- **What needs to be done**
Write out, character for character, the line containing "A teaching note to the class: indicate the background" and all lines after it up to the end of the listing.

- **Extracted material**
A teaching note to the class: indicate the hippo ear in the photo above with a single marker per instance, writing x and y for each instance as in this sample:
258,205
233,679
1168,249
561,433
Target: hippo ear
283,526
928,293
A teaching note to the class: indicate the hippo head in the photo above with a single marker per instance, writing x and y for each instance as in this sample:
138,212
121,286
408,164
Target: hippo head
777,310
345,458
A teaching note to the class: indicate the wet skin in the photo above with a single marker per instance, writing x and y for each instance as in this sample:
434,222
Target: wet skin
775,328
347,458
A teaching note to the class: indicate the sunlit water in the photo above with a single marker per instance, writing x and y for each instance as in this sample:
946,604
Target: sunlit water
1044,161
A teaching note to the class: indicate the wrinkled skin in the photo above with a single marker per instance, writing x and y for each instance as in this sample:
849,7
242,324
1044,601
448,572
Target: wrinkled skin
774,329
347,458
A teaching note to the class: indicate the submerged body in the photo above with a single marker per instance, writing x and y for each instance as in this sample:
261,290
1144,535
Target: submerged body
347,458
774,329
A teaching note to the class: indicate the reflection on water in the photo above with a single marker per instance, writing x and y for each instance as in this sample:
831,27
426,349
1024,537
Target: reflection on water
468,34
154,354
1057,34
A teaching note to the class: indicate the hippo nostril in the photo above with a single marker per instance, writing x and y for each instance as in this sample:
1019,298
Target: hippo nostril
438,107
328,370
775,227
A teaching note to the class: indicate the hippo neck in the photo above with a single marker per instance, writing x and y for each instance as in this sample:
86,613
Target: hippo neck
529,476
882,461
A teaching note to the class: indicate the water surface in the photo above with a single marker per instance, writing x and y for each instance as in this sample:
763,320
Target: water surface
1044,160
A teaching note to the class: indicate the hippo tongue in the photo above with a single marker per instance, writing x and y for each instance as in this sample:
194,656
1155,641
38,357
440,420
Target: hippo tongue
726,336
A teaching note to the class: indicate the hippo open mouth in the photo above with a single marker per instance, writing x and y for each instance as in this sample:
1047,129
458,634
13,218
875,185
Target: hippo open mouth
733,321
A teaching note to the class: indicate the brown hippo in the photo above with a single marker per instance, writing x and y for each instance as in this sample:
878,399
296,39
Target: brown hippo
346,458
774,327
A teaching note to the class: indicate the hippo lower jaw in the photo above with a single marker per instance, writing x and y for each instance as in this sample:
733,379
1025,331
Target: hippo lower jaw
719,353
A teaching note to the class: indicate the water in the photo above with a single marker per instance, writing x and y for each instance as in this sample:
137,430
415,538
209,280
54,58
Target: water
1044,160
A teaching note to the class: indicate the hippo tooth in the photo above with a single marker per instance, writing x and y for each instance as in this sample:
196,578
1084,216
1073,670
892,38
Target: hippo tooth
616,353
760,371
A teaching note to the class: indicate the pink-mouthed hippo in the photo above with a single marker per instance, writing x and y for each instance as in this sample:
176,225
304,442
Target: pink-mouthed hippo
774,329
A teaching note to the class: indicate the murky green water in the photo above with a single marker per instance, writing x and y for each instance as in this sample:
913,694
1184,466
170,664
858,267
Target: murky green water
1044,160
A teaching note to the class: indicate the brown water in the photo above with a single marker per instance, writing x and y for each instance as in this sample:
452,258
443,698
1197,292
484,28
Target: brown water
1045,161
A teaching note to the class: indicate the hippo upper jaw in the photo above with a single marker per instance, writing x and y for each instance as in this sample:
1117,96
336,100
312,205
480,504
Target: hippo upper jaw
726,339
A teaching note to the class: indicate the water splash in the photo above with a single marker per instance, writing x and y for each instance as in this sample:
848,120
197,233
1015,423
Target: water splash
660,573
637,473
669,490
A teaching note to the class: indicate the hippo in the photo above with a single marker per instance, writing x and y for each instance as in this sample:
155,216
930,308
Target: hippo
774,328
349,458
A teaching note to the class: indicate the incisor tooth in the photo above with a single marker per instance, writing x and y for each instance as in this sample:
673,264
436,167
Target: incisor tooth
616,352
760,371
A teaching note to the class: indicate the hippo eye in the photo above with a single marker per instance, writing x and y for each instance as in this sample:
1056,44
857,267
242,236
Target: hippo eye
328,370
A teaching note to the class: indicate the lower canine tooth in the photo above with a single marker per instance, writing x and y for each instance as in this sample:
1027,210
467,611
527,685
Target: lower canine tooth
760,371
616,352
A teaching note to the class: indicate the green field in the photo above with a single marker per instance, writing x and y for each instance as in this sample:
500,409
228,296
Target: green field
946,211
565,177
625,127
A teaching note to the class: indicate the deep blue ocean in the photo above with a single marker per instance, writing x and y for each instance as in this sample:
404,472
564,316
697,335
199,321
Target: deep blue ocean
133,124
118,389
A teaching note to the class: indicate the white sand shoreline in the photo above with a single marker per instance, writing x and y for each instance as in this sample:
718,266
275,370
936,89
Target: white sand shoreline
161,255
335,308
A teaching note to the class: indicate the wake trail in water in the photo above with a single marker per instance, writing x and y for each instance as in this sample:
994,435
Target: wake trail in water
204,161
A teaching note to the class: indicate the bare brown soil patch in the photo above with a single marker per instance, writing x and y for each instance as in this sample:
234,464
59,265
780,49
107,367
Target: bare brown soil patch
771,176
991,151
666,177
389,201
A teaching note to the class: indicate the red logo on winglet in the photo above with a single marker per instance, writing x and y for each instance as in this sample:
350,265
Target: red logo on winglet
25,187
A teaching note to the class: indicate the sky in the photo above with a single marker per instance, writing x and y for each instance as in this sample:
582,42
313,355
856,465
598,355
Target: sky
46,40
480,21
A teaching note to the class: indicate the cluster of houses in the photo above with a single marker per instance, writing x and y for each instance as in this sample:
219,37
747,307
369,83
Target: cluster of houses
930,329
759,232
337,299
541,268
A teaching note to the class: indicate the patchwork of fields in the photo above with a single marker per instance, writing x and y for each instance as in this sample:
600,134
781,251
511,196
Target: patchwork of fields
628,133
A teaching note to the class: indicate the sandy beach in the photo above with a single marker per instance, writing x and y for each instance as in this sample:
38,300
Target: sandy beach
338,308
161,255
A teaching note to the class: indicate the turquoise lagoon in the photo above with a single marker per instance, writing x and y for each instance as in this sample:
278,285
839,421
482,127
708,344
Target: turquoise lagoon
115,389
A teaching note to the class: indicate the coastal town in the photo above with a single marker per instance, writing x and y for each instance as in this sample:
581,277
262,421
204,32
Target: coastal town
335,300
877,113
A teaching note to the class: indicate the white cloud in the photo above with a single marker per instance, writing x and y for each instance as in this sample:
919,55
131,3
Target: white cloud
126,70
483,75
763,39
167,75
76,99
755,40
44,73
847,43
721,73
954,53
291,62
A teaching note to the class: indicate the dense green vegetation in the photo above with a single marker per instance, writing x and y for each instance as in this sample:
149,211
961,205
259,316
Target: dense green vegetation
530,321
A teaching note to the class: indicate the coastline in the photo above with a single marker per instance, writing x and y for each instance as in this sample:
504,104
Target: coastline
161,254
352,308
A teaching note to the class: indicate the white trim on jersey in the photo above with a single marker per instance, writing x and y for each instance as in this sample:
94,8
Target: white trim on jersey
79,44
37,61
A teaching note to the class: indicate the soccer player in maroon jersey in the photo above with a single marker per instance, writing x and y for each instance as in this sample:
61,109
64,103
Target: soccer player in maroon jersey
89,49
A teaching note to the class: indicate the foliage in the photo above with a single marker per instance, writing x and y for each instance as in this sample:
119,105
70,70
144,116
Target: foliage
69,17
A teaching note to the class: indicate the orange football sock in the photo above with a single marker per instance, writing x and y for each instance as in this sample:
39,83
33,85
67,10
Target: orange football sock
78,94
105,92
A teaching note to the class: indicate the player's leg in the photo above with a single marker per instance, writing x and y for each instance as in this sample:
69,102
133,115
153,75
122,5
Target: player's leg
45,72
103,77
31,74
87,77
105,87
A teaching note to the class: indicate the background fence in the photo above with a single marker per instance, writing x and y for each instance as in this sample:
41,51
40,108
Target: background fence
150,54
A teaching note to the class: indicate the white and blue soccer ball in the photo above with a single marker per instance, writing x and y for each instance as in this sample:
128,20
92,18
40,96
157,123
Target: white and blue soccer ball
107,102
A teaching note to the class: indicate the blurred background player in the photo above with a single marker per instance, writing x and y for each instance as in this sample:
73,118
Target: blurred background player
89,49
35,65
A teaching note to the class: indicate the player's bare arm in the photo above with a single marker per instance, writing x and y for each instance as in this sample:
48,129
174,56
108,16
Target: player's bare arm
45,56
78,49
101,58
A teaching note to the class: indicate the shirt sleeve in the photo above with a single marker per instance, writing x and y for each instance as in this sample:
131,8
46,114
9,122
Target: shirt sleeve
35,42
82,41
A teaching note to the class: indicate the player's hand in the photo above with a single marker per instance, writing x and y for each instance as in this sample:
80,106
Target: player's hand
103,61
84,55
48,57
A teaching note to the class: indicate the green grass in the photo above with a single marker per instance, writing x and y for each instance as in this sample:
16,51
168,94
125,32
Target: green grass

- **Task answer**
A teaching note to the class: indicate the background fence in the photo above with a single marker per instance, writing x and y for each instance as in this sample:
41,51
40,108
Target: background fence
150,54
A teaching note to the class: indicate the white and blue soccer ball in the photo above with a single marker per instance, writing x and y for each instance as in this sample:
128,20
92,18
40,96
157,123
Target: white and blue soccer ball
107,102
A teaching note to the class: indicate the blurred background player in the photo above with a single marker per instance, writing x and y for each instance as in this sample:
73,118
Target: blurred background player
89,49
35,65
A teaching note to the class: indicate the player's bare arm in the photo above with a single marker per instance, writing x and y for each instance as in this sample:
48,129
174,56
108,16
Target: player's bare arm
45,56
78,49
101,58
A teaching note to the class: indicate the shirt sleeve in the photo above with a single marker per instance, writing x and y for each instance as in this sample:
131,8
46,114
9,122
Target: shirt sleeve
35,42
82,41
A teaching note to the class: indicate the player's hand in the photo above with a single marker per instance, writing x and y for each instance as in this sample:
80,106
Target: player's hand
103,61
84,55
48,57
A teaching note to the class: indicate the green grass in the photo above with a single marker per instance, writing x and y for each instance as in this sample:
16,51
168,94
125,32
Target: green grass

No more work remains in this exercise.